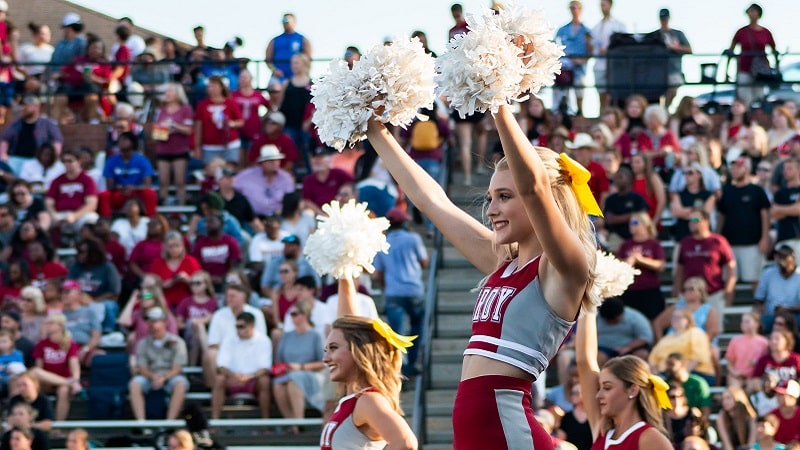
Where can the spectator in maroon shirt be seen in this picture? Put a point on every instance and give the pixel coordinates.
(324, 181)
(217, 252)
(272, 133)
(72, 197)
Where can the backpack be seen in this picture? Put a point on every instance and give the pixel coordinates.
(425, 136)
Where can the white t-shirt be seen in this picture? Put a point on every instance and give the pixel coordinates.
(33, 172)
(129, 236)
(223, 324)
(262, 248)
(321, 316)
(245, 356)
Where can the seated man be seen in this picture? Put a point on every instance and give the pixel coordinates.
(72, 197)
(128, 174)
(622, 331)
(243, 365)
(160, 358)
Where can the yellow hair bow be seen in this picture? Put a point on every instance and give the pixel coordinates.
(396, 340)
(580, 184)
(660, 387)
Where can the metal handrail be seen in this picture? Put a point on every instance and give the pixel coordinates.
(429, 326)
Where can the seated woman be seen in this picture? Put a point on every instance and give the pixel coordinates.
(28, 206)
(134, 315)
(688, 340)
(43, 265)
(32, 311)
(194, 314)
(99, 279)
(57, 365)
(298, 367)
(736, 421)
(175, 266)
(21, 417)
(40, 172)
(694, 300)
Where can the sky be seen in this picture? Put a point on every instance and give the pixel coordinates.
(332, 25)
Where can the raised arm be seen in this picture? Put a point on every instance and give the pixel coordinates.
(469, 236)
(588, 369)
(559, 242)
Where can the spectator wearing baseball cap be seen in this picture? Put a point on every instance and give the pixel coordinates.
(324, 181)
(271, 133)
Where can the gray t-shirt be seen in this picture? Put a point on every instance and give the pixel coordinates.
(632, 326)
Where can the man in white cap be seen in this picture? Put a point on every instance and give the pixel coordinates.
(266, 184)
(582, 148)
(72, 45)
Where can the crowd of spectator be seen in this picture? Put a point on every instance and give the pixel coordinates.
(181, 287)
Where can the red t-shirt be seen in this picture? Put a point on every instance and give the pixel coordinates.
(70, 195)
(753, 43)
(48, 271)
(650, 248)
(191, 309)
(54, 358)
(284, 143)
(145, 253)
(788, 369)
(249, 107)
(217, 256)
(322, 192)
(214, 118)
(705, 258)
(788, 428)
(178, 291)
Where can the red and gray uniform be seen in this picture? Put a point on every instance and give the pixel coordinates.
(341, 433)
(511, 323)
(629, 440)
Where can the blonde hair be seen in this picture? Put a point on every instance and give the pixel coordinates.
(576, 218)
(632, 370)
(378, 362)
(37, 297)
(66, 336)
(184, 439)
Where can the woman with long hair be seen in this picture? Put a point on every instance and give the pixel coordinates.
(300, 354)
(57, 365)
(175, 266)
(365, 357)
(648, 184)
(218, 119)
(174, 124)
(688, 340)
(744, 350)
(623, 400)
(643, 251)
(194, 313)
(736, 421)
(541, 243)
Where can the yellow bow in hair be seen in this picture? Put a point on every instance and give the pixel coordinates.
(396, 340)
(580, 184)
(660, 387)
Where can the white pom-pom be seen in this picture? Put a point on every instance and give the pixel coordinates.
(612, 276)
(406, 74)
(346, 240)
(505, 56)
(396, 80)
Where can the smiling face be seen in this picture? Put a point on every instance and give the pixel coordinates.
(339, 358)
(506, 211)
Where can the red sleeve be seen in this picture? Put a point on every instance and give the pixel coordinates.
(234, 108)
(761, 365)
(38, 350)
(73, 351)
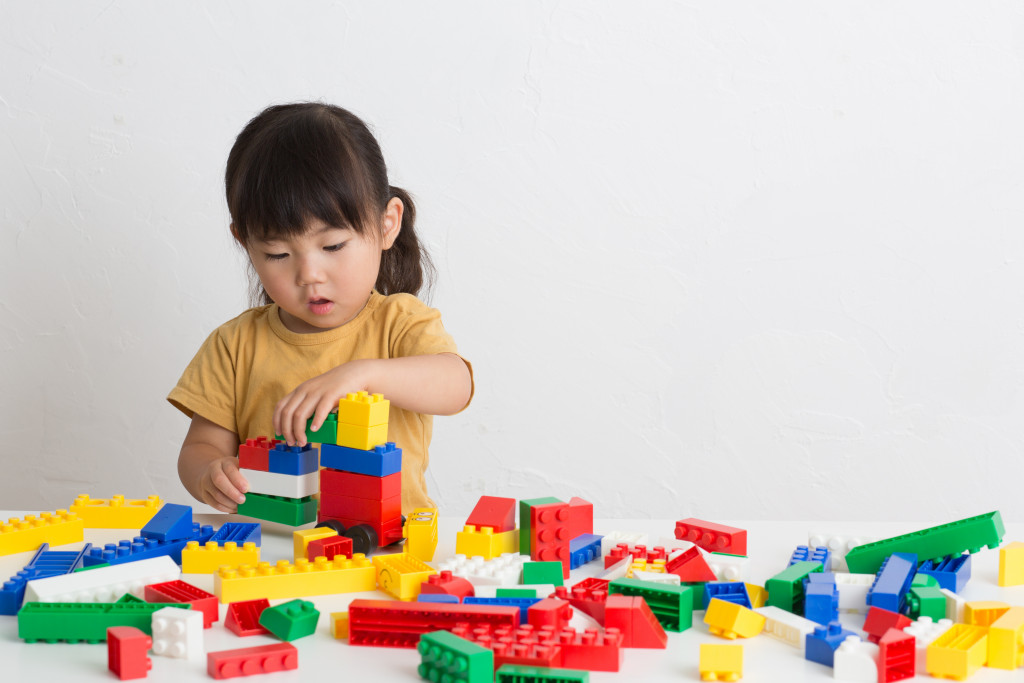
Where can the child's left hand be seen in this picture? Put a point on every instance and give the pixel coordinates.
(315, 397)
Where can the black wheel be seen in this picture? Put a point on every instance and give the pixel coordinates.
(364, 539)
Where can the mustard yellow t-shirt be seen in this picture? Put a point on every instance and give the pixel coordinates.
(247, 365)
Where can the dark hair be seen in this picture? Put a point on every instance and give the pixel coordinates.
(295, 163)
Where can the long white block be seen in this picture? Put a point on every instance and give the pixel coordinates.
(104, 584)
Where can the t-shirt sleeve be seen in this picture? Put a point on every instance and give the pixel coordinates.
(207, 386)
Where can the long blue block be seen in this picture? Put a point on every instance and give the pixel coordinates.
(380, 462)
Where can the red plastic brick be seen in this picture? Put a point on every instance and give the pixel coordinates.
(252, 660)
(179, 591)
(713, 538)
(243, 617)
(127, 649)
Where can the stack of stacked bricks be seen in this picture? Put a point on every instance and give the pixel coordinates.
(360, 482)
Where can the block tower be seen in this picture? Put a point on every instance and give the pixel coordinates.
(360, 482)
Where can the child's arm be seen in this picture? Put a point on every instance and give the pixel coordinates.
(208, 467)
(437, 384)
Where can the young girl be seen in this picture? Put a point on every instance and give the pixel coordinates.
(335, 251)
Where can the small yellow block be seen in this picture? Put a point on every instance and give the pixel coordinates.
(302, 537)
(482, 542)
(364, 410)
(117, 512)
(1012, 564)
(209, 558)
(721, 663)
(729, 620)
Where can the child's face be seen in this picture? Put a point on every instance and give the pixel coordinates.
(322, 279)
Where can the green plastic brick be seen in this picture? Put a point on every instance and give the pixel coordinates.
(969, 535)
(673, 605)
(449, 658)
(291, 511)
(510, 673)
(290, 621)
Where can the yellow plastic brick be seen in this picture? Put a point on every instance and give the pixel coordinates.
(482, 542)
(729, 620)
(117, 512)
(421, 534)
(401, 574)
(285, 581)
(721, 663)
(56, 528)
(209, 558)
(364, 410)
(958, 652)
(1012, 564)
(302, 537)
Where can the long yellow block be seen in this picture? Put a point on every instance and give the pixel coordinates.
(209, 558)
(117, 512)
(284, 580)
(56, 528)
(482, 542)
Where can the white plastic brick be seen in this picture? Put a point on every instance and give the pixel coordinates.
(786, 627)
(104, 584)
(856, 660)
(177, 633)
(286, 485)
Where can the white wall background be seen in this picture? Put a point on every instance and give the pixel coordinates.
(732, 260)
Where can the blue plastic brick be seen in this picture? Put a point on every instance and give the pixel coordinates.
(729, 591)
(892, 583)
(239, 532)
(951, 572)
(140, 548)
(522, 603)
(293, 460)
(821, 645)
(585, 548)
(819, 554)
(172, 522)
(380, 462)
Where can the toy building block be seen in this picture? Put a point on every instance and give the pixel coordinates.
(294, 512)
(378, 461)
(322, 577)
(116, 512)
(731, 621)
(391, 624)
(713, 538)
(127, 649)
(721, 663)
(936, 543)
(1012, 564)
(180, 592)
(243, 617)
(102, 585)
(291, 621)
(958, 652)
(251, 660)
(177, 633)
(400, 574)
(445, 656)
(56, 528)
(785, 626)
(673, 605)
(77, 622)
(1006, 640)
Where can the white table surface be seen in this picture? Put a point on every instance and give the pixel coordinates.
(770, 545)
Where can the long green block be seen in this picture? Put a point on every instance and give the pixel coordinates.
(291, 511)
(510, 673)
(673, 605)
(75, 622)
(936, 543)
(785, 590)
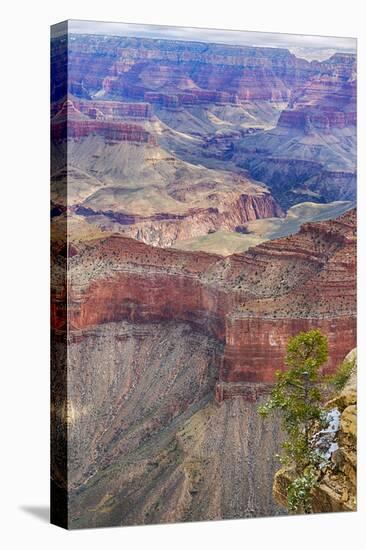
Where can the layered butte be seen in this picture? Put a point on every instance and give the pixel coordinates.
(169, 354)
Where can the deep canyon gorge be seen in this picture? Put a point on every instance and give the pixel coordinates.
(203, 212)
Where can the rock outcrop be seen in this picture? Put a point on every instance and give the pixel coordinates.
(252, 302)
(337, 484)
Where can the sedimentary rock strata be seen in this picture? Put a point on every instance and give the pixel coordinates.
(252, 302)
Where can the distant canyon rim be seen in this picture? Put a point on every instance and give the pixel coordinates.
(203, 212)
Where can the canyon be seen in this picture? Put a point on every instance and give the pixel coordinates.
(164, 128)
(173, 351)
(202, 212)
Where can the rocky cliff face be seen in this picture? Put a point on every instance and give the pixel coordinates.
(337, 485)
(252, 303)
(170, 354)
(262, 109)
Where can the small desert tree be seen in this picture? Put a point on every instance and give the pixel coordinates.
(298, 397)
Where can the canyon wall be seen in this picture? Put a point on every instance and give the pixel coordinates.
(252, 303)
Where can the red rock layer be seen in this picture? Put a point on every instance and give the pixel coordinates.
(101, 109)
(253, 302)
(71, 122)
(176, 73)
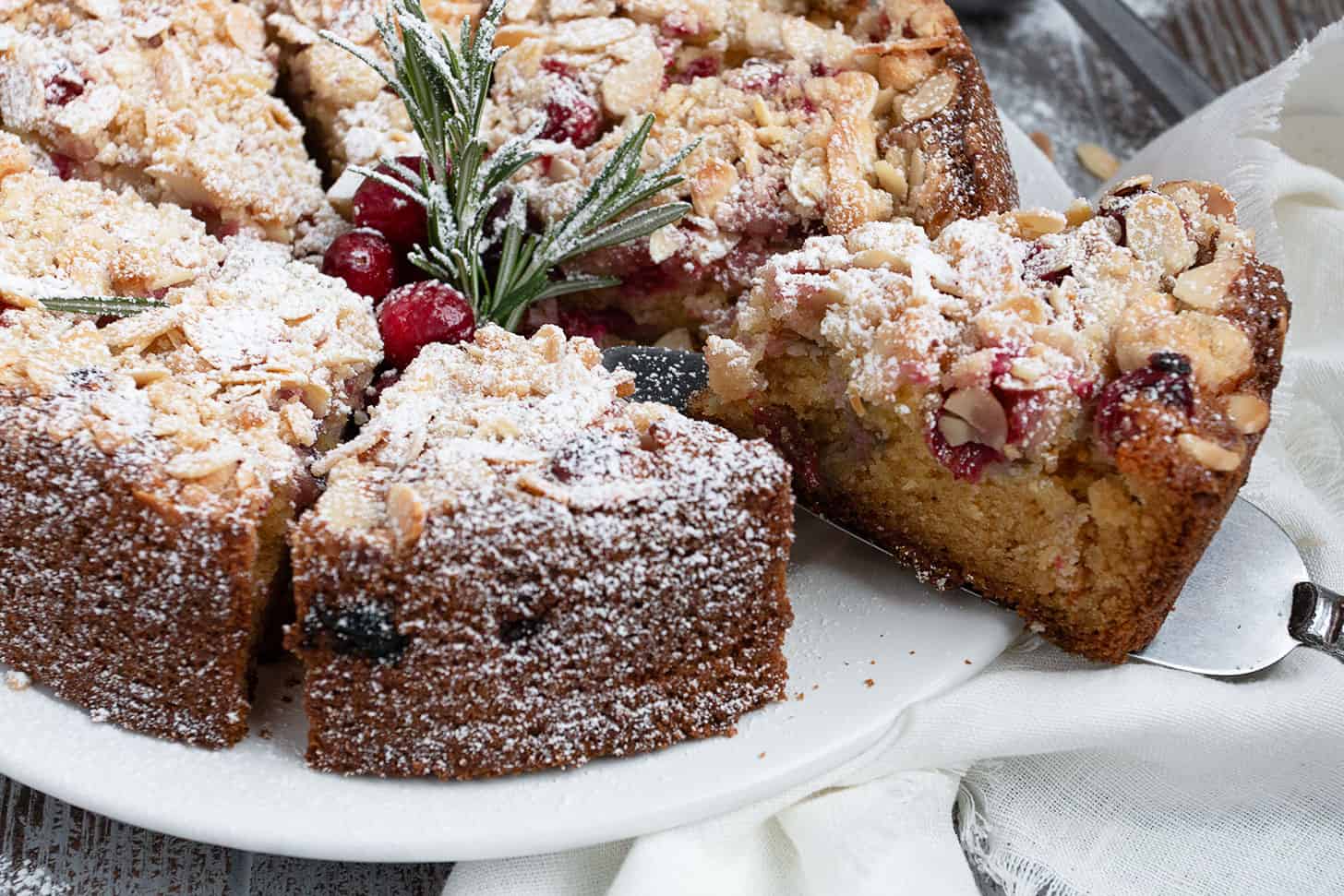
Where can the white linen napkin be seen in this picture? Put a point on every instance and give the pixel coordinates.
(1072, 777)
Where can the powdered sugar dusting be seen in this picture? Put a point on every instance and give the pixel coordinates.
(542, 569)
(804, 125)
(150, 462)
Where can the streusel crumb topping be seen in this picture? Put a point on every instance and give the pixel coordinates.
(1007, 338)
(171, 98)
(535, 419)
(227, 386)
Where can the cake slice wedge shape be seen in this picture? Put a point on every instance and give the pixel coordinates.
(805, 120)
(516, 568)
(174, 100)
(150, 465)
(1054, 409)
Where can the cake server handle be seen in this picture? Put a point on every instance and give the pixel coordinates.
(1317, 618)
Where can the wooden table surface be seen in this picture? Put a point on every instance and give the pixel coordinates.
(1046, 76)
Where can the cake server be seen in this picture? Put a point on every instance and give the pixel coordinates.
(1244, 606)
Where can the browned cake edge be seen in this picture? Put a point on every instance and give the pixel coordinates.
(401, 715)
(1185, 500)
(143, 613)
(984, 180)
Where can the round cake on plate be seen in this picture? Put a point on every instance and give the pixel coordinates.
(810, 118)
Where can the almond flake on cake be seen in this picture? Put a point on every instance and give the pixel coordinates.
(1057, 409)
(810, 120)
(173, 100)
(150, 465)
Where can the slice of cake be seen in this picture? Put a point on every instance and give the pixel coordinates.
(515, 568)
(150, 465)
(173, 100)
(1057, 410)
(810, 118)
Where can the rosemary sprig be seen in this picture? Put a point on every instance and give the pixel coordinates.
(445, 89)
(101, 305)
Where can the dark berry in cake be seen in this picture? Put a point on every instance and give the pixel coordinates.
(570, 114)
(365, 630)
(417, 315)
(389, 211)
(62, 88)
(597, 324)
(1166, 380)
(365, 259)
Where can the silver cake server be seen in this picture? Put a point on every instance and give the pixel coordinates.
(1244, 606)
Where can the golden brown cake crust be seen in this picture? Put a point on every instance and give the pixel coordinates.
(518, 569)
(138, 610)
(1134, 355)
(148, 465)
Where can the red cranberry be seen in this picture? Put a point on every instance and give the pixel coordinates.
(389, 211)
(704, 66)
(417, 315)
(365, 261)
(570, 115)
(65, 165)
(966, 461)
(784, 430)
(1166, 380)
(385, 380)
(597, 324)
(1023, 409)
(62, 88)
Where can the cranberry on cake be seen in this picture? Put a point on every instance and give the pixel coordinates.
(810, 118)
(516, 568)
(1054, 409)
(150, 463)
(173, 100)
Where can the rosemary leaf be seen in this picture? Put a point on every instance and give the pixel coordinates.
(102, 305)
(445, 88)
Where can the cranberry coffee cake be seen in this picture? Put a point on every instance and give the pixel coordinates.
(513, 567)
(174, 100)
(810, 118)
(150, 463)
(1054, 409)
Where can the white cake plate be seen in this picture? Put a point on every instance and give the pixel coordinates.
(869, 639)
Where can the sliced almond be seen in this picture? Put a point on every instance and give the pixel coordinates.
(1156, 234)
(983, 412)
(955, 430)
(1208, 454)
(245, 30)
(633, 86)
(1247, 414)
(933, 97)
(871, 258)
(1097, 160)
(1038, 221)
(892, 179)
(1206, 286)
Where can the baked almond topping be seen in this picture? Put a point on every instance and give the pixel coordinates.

GIVEN TASK.
Copy out the lines from the line containing "Where can the slice of" to the end of the listing above, without alteration.

CORRECT RESPONSE.
Where can the slice of cake be seen in this picture? Put a point on every instance and give the pixel coordinates.
(515, 568)
(150, 465)
(173, 100)
(1057, 410)
(810, 118)
Where can the rosemary sprig be seen in this picture? Put a point on every instance and give the pixel coordinates.
(445, 89)
(101, 305)
Where can the dark berry in cake be seen in this picture? Put a point on every instance and give the pixel coordinates.
(570, 114)
(365, 630)
(417, 315)
(389, 211)
(62, 88)
(597, 324)
(1166, 380)
(365, 259)
Where can the silver cake server be seen in this picture? Put a point on every instance and give the pixel coordinates.
(1244, 606)
Where can the golden brown cake crust be seen in this picture? Put a point on every instance and give the pixel coordinates.
(518, 569)
(138, 610)
(1134, 355)
(148, 465)
Where can the red cranberry be seen in this picture? Put a point on every instance and give the pixel coordinates.
(389, 211)
(704, 66)
(417, 315)
(365, 261)
(570, 115)
(65, 165)
(966, 461)
(784, 430)
(1166, 380)
(385, 380)
(597, 324)
(1023, 409)
(62, 88)
Where can the cranberry on cake be seen in this picture? Put a point on every instance and give the pixel coordinates.
(810, 118)
(516, 568)
(1054, 409)
(150, 463)
(173, 100)
Where can the rosemary leaf be seen in this picture? Put a point on every instance and give the pixel coordinates.
(102, 305)
(445, 88)
Where can the cranberry coffee cake be seen in this picture? Put a point on every instance and give the pixel coordinates.
(513, 567)
(174, 100)
(810, 118)
(150, 463)
(1054, 409)
Where can the white cake plate be seen in this picture? Put a point on every instance and give the pixel coordinates.
(869, 639)
Where can the sliced almond be seen in this picture? Put a point on every instance and give the pixel coordinates.
(1156, 234)
(983, 412)
(955, 430)
(1208, 454)
(245, 30)
(633, 86)
(1247, 414)
(933, 97)
(871, 258)
(1097, 160)
(1038, 221)
(892, 179)
(1206, 286)
Where can the baked almond topping be seen in this picture? Put a point on every instance and give the pixel coordinates.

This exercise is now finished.